▸ Goal of the exercise
Transcribe the entries that follow exactly as they appear, minus pictures.

— Start Material for this exercise —

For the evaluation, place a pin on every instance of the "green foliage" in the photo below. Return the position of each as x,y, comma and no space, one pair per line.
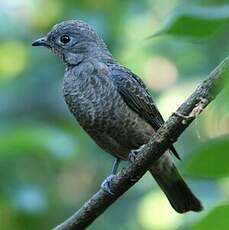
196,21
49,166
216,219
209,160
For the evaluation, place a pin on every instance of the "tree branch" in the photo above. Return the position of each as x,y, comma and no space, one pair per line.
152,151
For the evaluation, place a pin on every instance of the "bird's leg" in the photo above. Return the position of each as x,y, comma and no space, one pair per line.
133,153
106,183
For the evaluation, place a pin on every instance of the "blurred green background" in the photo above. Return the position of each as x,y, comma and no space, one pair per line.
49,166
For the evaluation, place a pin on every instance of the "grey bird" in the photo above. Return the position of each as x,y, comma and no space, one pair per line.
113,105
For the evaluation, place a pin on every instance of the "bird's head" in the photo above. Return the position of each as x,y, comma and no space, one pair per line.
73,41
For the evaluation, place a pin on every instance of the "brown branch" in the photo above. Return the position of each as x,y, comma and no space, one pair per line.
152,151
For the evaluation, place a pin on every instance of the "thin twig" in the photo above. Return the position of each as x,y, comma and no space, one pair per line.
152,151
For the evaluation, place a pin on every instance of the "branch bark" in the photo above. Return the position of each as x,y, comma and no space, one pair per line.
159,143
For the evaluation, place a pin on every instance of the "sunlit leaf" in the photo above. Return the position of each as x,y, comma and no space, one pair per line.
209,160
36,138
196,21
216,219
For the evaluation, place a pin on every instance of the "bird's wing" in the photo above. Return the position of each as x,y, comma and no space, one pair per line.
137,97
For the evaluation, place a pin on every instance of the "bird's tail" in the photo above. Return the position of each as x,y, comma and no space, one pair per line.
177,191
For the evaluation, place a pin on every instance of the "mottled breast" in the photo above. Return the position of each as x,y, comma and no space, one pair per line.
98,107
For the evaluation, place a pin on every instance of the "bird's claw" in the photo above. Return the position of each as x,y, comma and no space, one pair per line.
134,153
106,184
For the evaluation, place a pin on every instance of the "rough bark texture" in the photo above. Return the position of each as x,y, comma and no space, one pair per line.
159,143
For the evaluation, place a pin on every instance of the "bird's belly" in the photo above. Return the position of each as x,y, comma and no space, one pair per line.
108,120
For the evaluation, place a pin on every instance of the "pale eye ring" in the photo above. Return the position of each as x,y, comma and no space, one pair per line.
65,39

— End Material for this exercise —

▸ In response
For the evaluation, place a pin on every instance of the "green foliage" in the photo below. Return the position of each as x,y, comma and no space, one pair per line.
196,21
49,166
216,219
209,160
For the evaluation, place a pin on every instance of the "tree branch" in the photo above. Return the position of each as x,y, comma and no space, one pair per line.
152,151
For the evaluation, place a pin on every instance of the "bird's leg" in the photo above. Return the position of each as x,y, comma and no space, one pair per line.
133,153
106,183
For the evaluation, place a pin on every instance of the "blurred green background" in the photo above. Return the position of each as x,y, comma and no space, one pair per line.
49,166
For the evaluation, place a pin on every instance of the "grey bird" in the photo above. Return the position of each as x,y, comma and no space, one pair per line.
113,105
For the evaluation, place a pin on every instance of the "bird's head" in the photo above. Return the position of each as x,y, comma and no space, one pair per line.
73,41
For the evaluation, place a pin on every instance of the "brown branch" in the photo above. Return the position of each as x,y, comma and no space, one pair per line.
152,151
For the evaluation, place a pin on every instance of the "thin twig" in the photo above. Return the position of each as x,y, comma and no space, one pair per line.
152,151
For the evaluation, place a pin on every instance of the "branch bark" in the photo above. Return the position of each as x,y, comma and no space, one pair per line.
159,143
For the evaluation, place a pin on every instance of the "sunlit leaf" in the photo above. Return the position of each as x,y, comma and no space, one pair per line.
209,160
36,138
196,21
216,219
For the evaluation, place a pin on every instance of the "bird's wing" in the photo above. Return the position of each as x,y, comma and no space, one pair per line.
137,97
For the evaluation, place a pin on every instance of the "bird's tail" in the photo above. Return the position of each as x,y, comma and no space, one pair per line.
177,191
For the evaluation, place a pin on every instance of the "mottled breast" in the photo above. Return the position of each as x,y, comma and no space, one pair per line.
98,107
For the evaluation, place a pin on every instance of the "bird's claw" in the photo above. Return the position of each as x,y, comma and no space, one pair per line.
134,153
106,184
For the evaluation, place a pin on every instance of the "rough bark texture" in the photo above. Return the position of each as x,y, comma and no space, one pair per line.
159,143
For the evaluation, place a pin on every instance of the "bird's belly" in the photo above. Return the position of each as x,y, comma and no space, one pair per line.
108,120
For the evaluation, place a pin on every instance of the "pale eye ring" in the photo above. Return the position of each as x,y, comma and no space, one pair per line.
65,39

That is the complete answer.